• WORK REQUIRED:
Tally the lines in the records below that contain the string "every" with matching case, and reply with the number alone.
== GIVEN INFORMATION
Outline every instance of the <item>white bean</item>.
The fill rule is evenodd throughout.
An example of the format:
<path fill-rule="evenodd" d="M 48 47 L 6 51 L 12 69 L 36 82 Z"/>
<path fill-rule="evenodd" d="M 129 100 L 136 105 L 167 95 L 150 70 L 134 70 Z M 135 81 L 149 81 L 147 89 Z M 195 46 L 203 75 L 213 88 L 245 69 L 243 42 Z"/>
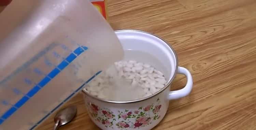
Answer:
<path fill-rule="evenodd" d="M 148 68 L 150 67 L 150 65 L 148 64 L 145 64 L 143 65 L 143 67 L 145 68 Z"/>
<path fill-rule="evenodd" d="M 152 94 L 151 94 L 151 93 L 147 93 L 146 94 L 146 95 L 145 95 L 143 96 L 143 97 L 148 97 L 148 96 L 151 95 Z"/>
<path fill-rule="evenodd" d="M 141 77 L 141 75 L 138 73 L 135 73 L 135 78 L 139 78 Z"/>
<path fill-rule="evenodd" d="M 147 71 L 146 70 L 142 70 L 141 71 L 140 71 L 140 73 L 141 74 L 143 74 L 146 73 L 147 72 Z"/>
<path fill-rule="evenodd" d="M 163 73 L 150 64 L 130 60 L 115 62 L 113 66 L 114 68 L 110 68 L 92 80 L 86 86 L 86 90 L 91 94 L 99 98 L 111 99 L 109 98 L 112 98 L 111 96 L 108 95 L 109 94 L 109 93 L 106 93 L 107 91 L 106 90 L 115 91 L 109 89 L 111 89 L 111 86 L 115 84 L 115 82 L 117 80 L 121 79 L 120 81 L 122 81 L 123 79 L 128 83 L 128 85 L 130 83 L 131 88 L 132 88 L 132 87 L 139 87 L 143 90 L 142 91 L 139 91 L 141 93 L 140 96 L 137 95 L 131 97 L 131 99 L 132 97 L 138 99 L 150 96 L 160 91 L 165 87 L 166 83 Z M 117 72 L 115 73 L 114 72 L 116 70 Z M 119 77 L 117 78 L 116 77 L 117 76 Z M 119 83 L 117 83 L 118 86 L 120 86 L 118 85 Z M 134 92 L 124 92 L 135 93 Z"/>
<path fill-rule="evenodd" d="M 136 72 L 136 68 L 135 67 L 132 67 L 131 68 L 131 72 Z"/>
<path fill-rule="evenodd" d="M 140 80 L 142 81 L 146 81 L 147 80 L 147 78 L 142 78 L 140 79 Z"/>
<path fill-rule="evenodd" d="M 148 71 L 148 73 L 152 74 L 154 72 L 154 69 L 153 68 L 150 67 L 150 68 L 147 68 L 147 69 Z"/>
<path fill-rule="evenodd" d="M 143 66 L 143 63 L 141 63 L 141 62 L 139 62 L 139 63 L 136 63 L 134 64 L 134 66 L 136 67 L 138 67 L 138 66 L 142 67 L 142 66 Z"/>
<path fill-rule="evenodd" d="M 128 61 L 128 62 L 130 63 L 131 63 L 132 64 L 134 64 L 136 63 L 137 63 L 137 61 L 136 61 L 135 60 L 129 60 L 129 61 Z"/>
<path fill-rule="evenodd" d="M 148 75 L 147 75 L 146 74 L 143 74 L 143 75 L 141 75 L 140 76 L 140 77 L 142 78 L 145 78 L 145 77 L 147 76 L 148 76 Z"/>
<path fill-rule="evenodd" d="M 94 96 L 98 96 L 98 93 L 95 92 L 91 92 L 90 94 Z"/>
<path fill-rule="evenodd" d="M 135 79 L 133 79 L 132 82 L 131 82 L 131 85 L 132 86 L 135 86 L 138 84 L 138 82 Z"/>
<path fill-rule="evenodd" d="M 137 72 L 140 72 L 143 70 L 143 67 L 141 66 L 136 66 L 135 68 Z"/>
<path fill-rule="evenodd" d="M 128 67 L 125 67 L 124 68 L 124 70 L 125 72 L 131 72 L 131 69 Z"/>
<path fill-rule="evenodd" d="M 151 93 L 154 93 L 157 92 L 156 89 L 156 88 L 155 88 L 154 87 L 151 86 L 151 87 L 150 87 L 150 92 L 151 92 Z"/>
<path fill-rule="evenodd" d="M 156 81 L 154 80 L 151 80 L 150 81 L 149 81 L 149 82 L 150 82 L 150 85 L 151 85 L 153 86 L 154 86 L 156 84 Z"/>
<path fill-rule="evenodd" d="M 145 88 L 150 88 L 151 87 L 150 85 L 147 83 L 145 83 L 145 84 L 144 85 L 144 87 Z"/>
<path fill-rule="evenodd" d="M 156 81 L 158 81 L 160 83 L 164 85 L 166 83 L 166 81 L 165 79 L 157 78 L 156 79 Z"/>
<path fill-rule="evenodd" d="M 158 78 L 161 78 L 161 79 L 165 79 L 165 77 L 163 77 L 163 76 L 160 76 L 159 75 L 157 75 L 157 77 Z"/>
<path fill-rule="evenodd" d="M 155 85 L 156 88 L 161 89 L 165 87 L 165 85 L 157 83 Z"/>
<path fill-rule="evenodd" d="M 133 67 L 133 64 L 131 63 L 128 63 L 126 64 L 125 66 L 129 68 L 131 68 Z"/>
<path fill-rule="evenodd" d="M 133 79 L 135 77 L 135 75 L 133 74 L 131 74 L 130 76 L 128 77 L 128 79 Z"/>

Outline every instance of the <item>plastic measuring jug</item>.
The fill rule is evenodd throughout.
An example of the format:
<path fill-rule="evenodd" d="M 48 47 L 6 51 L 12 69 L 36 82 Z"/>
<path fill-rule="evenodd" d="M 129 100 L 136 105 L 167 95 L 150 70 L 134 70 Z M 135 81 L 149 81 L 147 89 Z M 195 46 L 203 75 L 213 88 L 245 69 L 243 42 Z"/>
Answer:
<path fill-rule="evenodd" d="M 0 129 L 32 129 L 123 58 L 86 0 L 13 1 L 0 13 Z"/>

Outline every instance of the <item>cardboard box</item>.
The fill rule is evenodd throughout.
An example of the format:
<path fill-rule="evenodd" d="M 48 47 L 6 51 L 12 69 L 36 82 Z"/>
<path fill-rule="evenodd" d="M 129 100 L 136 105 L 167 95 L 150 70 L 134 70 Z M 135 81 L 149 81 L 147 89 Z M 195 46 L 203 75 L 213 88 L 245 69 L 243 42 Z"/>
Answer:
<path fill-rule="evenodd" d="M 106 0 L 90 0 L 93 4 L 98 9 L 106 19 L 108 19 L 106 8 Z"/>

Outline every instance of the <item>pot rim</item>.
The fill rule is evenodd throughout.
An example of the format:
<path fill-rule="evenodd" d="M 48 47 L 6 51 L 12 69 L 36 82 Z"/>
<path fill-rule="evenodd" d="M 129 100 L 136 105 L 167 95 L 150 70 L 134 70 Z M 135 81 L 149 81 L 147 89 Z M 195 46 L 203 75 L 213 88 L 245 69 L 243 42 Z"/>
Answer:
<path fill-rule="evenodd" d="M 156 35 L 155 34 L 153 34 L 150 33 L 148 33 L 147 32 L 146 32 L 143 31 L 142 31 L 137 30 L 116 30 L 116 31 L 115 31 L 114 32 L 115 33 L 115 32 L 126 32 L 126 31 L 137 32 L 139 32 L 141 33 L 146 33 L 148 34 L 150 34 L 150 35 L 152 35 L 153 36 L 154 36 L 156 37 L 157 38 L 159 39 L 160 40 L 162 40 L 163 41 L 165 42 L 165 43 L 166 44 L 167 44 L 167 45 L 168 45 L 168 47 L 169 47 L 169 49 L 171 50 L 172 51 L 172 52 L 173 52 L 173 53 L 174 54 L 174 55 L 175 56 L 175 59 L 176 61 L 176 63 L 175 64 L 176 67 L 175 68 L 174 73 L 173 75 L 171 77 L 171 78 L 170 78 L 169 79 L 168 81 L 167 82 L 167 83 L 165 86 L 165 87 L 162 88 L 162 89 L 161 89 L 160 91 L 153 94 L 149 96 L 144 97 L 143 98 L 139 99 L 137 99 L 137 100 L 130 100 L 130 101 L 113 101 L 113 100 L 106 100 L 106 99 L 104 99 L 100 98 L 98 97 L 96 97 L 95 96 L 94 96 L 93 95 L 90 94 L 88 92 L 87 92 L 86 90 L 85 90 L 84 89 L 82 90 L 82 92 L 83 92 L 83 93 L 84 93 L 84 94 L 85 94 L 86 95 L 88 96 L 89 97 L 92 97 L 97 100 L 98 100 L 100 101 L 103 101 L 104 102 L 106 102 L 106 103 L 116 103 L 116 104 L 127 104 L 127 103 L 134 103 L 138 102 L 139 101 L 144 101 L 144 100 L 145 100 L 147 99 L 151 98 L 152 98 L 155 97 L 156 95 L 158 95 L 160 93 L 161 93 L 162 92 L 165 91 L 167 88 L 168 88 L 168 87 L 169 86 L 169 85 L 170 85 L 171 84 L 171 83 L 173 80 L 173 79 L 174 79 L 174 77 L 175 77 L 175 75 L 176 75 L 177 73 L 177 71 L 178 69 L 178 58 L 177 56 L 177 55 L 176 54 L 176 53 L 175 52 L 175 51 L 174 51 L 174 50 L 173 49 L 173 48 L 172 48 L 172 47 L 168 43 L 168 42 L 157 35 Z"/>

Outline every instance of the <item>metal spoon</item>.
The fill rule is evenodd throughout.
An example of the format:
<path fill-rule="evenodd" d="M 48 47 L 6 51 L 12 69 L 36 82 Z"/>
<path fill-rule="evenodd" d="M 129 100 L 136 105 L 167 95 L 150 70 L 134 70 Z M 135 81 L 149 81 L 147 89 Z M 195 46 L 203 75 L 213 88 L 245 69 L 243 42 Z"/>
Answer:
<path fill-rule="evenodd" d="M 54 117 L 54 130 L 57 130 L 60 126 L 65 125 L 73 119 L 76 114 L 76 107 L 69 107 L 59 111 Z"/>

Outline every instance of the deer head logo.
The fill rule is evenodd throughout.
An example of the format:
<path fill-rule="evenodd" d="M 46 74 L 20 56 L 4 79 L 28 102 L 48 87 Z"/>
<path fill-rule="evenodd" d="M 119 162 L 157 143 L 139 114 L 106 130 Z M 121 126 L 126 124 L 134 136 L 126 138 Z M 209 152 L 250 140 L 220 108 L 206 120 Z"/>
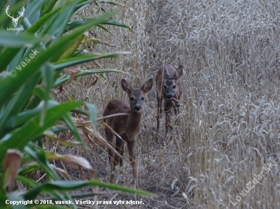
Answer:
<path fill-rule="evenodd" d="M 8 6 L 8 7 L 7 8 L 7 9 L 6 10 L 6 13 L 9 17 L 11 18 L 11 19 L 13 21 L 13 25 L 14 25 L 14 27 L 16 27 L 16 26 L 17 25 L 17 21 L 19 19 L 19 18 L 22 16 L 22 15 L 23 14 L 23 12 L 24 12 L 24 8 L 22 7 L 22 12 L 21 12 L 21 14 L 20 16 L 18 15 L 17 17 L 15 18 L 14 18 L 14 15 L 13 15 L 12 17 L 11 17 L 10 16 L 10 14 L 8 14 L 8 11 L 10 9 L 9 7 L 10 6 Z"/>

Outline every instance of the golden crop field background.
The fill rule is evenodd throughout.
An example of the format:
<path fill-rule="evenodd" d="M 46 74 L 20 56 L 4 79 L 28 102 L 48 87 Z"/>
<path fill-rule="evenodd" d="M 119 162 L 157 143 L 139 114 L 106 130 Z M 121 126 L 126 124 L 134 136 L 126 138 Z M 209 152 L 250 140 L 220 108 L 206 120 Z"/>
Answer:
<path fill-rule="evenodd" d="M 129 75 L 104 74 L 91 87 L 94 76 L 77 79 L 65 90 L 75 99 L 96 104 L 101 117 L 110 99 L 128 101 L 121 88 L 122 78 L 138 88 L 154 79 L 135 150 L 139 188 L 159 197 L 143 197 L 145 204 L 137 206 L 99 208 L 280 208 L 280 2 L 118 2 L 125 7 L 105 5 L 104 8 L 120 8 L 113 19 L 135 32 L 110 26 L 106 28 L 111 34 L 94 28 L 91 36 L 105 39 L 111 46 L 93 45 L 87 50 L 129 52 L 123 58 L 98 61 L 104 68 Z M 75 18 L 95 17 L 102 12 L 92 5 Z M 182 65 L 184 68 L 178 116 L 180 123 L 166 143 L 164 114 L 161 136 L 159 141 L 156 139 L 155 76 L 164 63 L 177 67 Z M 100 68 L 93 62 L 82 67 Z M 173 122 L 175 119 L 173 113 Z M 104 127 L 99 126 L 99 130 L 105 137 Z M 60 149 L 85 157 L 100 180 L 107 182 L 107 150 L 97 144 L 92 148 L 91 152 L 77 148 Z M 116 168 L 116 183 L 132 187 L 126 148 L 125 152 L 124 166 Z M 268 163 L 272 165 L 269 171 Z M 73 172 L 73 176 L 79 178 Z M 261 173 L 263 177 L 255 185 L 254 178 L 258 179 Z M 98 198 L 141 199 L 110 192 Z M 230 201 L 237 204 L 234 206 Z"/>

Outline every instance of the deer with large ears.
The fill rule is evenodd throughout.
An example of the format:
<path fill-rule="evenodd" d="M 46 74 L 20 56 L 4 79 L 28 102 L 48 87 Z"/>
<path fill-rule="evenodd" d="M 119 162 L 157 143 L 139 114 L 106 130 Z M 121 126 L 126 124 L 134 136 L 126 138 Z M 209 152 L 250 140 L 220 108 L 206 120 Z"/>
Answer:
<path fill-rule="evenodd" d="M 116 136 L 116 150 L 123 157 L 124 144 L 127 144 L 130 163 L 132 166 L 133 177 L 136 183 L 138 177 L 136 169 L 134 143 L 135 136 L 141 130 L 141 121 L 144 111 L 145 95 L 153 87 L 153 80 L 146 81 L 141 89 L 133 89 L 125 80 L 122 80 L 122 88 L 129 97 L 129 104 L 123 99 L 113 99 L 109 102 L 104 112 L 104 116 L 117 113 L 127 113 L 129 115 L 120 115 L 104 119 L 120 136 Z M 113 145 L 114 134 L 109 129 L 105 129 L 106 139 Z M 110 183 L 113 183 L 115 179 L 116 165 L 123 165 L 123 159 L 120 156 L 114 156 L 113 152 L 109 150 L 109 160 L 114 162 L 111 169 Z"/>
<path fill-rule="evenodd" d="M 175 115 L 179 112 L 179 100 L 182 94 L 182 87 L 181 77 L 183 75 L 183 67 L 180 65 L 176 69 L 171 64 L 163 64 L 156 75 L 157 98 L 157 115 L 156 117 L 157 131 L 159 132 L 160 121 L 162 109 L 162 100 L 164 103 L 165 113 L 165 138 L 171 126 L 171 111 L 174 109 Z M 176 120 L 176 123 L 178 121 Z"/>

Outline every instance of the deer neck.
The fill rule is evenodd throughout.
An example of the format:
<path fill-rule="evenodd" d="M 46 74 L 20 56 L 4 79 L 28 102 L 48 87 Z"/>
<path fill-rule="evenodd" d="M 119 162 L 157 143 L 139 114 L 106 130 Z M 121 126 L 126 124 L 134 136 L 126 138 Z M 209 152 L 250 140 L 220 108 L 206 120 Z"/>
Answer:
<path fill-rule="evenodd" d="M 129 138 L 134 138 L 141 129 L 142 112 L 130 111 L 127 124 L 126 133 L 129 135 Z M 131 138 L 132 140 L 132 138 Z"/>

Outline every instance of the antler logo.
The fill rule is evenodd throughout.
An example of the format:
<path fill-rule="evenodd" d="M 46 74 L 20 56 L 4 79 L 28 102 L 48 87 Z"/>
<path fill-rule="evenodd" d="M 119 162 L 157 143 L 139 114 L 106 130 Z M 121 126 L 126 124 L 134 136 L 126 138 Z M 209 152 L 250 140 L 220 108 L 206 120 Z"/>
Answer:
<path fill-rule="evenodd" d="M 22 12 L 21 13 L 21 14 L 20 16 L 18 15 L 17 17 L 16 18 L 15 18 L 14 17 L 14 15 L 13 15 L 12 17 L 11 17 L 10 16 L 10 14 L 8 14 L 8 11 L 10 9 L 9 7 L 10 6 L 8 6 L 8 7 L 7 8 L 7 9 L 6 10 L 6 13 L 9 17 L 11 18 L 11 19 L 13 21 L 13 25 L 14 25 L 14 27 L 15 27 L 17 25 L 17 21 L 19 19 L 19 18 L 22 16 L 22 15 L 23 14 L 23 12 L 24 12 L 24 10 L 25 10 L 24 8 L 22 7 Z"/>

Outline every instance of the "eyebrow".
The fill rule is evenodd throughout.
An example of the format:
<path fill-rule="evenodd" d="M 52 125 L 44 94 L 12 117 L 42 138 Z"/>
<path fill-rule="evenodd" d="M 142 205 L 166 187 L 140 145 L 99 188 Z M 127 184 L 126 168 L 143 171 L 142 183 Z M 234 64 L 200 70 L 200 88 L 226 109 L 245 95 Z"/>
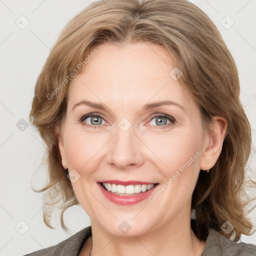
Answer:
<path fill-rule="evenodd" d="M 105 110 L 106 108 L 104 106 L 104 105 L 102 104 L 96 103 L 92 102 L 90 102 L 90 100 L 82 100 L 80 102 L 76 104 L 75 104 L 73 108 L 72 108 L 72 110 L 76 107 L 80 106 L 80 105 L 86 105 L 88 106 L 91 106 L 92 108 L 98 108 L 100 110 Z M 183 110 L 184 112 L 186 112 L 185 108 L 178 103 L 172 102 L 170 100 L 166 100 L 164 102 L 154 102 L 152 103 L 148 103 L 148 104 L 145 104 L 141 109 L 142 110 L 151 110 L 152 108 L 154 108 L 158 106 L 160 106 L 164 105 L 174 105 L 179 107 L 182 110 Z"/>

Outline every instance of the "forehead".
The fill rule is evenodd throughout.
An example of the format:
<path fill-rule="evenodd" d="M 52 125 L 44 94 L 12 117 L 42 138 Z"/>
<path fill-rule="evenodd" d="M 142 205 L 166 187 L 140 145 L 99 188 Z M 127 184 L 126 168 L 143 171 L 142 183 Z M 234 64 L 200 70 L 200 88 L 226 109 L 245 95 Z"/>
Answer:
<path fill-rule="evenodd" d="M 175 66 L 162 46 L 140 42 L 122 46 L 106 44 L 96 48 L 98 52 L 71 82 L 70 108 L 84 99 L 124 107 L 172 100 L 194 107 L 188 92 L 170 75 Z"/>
====
• WRITTEN RESPONSE:
12